*WHAT YOU ARE ASKED TO DO*
In the passage on storing product attributes as JSONB, copy word for word from "JSONB handles this" to "created_at TIMESTAMPTZ NOT NULL DEFAULT now()".

*EXCERPTED PASSAGE*

· · · ·

Classic e-commerce problem: products have different attributes depending on category. Shirts have size and color. Laptops have RAM and screen size. Books have ISBN and author. Storing all possible attributes in a single table with nullable columns creates a maintenance nightmare.

JSONB handles this elegantly:

CREATE TABLE products (
    id BIGINT GENERATED ALWAYS AS IDENTITY PRIMARY KEY,
    category TEXT NOT NULL,
    name TEXT NOT NULL,
    price_cents INTEGER NOT NULL,
    attributes JSONB NOT NULL DEFAULT '{}',
    created_at TIMESTAMPTZ NOT NULL DEFAULT now()
);

-- Shirts
INSERT INTO products (category, name, price_cents, attributes)
VALUES ('apparel', 'Classic Tee', 2999,
        '{"color": "blue", "sizes": ["S", "M", "L", "XL"], "material": "cotton"}');

-- Laptops
INSERT INTO products (category, name, price_cents, attributes)
VALUES ('electronics', 'ProBook 15', 129999,
        '{"ram_gb": 16, "storage_gb": 512, "cpu": "Intel i7", "display_inches": 15.6}');

-- Index for category-specific queries
CREATE INDEX idx_products_attributes ON products USING GIN (attributes);

-- Find all blue apparel
SELECT name, price_cents
FROM products
WHERE category = 'apparel'
  AND attributes @> '{"color": "blue"}';

-- Find all laptops with at least 16GB RAM
SELECT name, price_cents
FROM products
WHERE category = 'electronics'
  AND (attributes ->> 'ram_gb')::integer >= 16;

Schema-on-Read Configuration

A common use case for document storage: store configuration or settings objects where the schema evolves:

CREATE TABLE app_settings (
    tenant_id BIGINT NOT NULL REFERENCES tenants(id),
    settings JSONB NOT NULL DEFAULT '{}',
    updated_at TIMESTAMPTZ NOT NULL DEFAULT now(),
    PRIMARY KEY (tenant_id)

· · · ·

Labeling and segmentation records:
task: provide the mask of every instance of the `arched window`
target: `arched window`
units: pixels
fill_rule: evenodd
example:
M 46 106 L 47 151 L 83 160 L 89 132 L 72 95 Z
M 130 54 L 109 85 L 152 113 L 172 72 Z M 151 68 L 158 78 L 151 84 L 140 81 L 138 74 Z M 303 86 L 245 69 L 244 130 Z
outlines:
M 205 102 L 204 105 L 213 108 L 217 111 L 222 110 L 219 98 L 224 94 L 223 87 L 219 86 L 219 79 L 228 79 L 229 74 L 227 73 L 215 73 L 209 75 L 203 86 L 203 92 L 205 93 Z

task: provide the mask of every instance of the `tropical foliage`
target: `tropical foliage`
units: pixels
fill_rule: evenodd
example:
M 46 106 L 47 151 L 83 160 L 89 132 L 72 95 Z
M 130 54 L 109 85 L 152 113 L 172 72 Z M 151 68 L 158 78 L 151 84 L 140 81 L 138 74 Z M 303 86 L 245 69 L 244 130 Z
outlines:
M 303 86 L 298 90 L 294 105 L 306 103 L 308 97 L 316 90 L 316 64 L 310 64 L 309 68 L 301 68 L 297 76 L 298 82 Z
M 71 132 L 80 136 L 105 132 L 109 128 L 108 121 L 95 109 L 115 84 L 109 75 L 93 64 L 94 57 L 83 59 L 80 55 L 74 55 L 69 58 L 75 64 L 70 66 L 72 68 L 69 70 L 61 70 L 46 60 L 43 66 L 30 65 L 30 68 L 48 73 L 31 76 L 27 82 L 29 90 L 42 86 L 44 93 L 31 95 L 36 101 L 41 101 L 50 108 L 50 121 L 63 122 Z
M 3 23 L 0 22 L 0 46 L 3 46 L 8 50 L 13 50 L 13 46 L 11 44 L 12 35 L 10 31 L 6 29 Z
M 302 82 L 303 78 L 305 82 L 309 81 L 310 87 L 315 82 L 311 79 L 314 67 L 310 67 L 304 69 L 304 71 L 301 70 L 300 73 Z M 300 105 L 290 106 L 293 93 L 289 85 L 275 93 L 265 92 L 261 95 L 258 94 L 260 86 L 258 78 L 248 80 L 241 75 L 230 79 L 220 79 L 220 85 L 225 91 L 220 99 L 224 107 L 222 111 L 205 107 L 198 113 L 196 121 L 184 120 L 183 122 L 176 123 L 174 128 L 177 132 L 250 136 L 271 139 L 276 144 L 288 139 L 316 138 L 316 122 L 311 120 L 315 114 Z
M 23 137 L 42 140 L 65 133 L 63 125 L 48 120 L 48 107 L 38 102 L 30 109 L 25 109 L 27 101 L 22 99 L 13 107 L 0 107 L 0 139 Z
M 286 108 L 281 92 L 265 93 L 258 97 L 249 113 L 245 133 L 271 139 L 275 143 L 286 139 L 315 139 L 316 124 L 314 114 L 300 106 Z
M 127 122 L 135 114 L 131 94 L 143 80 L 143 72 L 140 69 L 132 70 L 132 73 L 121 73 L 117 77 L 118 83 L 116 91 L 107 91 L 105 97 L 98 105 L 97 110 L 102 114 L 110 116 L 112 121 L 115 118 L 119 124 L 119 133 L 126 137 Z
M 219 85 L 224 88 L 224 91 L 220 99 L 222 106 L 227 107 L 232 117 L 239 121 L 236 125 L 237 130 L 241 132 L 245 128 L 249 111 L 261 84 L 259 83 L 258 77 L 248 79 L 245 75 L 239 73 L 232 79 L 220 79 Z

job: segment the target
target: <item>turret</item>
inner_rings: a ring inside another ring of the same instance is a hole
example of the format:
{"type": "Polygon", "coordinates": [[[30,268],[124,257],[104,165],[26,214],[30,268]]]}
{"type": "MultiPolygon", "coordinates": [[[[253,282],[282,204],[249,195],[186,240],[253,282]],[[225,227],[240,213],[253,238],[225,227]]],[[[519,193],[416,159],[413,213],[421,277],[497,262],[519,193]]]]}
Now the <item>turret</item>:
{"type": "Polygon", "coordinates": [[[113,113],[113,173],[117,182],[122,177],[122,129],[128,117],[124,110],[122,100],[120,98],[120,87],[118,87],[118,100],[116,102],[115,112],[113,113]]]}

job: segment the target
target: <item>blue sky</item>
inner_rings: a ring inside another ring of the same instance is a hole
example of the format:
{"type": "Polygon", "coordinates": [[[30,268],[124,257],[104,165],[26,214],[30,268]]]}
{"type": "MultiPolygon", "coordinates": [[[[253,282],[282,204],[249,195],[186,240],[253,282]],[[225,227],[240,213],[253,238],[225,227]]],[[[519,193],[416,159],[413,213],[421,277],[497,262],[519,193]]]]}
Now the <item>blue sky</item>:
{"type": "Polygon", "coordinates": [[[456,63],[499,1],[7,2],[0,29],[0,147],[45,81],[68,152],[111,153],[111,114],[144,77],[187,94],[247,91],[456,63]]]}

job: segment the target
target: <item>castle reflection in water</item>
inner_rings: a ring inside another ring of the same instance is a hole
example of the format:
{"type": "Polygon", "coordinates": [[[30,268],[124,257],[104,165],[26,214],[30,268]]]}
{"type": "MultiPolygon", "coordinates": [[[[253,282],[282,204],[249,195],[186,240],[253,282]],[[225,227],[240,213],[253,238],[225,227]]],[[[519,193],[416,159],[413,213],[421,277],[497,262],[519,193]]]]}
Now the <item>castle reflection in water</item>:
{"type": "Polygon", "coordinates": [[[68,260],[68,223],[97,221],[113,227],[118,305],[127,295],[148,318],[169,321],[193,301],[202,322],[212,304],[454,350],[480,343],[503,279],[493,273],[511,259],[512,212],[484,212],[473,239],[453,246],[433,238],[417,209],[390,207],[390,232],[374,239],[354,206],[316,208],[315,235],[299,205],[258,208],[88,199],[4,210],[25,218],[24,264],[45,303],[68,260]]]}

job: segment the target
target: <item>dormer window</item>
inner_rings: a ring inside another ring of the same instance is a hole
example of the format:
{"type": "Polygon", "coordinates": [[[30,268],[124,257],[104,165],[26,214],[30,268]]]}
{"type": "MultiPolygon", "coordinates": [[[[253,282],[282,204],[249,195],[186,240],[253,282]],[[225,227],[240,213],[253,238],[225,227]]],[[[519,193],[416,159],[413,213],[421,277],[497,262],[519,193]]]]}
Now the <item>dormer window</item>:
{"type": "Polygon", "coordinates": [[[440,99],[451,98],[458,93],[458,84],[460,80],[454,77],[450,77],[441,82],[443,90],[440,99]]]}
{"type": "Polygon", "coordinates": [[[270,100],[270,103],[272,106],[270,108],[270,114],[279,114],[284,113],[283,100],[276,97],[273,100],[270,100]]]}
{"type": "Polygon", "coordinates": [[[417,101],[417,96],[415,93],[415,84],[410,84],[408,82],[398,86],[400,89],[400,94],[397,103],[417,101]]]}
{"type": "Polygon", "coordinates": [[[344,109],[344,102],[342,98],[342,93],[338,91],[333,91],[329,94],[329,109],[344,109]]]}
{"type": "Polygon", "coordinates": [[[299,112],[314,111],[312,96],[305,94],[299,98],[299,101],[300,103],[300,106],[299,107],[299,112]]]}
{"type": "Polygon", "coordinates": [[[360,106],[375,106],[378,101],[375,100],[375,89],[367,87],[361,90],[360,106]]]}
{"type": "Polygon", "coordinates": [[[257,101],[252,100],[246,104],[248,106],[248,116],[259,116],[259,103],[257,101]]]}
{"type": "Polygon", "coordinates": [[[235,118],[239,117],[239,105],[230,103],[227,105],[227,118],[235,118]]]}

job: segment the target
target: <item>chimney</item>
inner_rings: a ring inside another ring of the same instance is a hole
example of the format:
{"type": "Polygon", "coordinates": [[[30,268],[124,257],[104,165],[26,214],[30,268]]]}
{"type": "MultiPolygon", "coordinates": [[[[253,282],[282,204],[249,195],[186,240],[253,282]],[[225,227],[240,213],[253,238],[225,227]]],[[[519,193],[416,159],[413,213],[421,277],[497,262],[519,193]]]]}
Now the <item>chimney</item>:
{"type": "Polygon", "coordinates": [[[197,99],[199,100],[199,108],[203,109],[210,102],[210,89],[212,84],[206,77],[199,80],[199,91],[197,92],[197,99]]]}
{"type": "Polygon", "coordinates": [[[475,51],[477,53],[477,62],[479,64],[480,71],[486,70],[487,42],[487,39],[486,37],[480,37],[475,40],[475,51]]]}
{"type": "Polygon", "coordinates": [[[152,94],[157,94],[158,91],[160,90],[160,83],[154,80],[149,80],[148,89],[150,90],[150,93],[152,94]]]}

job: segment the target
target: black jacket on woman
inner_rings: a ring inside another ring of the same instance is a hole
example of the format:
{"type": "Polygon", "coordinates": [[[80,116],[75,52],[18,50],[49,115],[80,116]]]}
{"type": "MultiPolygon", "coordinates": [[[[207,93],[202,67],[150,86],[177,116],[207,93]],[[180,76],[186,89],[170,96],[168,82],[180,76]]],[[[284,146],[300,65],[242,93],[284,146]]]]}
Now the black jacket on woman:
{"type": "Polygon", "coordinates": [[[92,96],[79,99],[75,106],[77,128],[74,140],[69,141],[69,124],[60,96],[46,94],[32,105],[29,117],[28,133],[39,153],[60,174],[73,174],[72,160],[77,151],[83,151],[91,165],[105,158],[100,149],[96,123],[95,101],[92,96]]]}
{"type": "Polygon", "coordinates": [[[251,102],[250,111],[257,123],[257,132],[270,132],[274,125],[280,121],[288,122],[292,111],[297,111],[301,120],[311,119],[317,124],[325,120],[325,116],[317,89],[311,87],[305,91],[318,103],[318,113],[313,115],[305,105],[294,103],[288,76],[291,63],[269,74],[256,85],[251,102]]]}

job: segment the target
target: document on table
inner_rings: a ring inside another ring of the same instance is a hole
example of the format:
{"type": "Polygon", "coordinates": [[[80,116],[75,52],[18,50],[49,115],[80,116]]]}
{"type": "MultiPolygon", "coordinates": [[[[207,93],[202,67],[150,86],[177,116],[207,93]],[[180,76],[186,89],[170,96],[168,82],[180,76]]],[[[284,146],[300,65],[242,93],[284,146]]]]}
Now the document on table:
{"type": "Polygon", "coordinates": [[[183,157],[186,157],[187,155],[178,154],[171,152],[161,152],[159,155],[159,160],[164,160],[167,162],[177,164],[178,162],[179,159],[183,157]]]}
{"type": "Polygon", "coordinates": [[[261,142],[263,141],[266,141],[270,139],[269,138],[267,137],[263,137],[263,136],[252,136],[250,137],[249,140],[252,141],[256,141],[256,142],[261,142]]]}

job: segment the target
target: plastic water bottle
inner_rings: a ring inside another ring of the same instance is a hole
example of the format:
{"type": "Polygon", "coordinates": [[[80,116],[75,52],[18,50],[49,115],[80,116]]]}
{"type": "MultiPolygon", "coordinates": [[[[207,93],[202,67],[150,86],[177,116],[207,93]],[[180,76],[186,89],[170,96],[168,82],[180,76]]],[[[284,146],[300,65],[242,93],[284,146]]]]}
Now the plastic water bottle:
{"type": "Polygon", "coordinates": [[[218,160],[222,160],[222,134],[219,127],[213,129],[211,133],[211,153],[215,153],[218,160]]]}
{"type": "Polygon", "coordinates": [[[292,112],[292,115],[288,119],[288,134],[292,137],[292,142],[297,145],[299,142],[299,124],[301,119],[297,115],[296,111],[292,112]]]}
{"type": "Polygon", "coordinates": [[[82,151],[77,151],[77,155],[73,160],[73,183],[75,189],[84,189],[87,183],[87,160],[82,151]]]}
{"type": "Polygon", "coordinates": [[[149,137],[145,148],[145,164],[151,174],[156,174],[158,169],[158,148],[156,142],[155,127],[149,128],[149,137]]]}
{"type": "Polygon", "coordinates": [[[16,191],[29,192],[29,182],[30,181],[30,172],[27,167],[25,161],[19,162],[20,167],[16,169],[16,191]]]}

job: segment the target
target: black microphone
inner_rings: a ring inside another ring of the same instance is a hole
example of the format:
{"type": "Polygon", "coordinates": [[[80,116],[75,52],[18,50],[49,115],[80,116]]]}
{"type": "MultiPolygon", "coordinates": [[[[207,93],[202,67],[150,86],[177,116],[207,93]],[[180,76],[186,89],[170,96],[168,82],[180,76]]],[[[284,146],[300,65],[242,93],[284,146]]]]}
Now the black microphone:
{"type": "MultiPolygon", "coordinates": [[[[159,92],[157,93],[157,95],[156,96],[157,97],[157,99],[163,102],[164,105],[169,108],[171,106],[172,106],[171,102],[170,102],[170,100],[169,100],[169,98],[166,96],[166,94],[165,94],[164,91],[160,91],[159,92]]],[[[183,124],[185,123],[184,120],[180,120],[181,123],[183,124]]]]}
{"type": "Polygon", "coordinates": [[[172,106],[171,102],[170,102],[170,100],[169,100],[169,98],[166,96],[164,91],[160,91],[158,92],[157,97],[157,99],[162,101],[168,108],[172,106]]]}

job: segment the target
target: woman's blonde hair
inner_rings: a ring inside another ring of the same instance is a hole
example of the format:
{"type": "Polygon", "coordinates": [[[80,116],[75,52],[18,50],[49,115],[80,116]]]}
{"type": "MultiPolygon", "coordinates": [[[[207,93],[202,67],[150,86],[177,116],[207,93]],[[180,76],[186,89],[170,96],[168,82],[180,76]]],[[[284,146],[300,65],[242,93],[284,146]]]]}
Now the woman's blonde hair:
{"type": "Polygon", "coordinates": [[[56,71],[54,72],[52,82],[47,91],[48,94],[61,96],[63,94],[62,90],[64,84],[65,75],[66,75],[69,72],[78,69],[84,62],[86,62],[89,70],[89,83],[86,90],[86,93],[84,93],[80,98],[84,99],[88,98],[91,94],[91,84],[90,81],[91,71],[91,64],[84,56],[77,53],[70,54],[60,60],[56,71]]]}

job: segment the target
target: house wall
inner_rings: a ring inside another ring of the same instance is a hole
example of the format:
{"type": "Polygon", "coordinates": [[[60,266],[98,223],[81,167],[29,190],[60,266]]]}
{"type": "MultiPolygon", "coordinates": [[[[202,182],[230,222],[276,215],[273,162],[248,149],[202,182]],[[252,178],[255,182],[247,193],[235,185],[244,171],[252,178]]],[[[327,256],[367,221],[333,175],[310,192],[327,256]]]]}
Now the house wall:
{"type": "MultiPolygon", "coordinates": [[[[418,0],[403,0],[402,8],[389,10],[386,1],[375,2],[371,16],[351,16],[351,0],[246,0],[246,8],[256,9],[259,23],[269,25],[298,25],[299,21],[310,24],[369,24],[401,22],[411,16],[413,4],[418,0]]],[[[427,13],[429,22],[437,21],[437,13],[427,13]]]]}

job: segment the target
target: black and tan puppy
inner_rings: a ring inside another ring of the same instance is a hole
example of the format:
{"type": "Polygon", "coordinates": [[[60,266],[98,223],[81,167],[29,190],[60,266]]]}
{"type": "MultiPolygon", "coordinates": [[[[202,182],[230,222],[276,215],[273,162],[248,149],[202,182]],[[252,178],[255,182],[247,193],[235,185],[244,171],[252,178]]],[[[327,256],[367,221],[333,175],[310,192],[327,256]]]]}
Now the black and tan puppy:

· · · ·

*RESPONSE FOR THIS EXERCISE*
JSONB handles this elegantly:

CREATE TABLE products (
    id BIGINT GENERATED ALWAYS AS IDENTITY PRIMARY KEY,
    category TEXT NOT NULL,
    name TEXT NOT NULL,
    price_cents INTEGER NOT NULL,
    attributes JSONB NOT NULL DEFAULT '{}',
    created_at TIMESTAMPTZ NOT NULL DEFAULT now()